Performance at the edge depends on minimizing KV reads. Our caching strategy uses three tiers:

L1 — In-memory (per-isolate): 5-30 minute TTL depending on data type. Near-instant access. Validated via hash comparison on each request.
L2 — Cloudflare KV: Populated by the settings-sync worker. Sub-millisecond reads. The primary data source for most stages.
L3 — R2 (fallback): Gzipped JSON files. Only read when KV is empty (first request after deployment or settings change).

Hash-based invalidation ensures L1 caches are never stale for more than 30 seconds, while only costing one tiny KV read per request (the hash key) instead of the full data blob.

Lessons Learned

After processing billions of events through this pipeline, here are our key takeaways:

Composability over monoliths. Each stage is a pure function that reads context and writes results. This makes testing, debugging, and extending trivial.
Cache everything, invalidate smartly. The difference between 2ms and 20ms per event is whether you hit L1 or L2. Hash-based validation gives you both freshness and speed.
Design for edge-generated events. Not all events come from the browser. Company reveals, person detection, and PII unlocks are generated by the edge itself and need to flow through the same pipeline.
Preview is not optional. Being able to see every event, every stage, every decision in real-time saved us months of debugging time.

The edge processing approach isn't for everyone — it requires careful architecture and a willingness to work within the constraints of the edge runtime. But for analytics, where every millisecond matters and every event needs enrichment, it's the right call.

Comments (3)

DevOps_Dave March 29, 2026

Great writeup! How do you handle cold starts on the Workers? We've seen 50-100ms cold start times on complex Workers.

AnalyticsNerd March 29, 2026

The hash-based L1 invalidation is clever. We use a similar pattern with Redis but the single-KV-read approach is more elegant for edge.

PrivacyFirst March 30, 2026

Love that consent is Stage 2 — before any enrichment. Most analytics tools bolt on consent as an afterthought. This is the right architecture.

(Raw records):

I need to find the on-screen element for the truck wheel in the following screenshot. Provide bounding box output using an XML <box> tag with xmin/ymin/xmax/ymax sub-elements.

* * *

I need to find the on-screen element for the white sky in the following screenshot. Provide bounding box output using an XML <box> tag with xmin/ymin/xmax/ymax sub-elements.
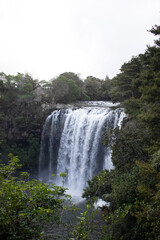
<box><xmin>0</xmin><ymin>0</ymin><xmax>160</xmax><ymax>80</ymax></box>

(Task instructions): Reproduce the passage of the edge caching text that begins at the words "Lessons Learned" and stops after "freshness and speed.", with "pure function" replaced by "stateless function".

(Answer):
Lessons Learned

After processing billions of events through this pipeline, here are our key takeaways:

Composability over monoliths. Each stage is a stateless function that reads context and writes results. This makes testing, debugging, and extending trivial.
Cache everything, invalidate smartly. The difference between 2ms and 20ms per event is whether you hit L1 or L2. Hash-based validation gives you both freshness and speed.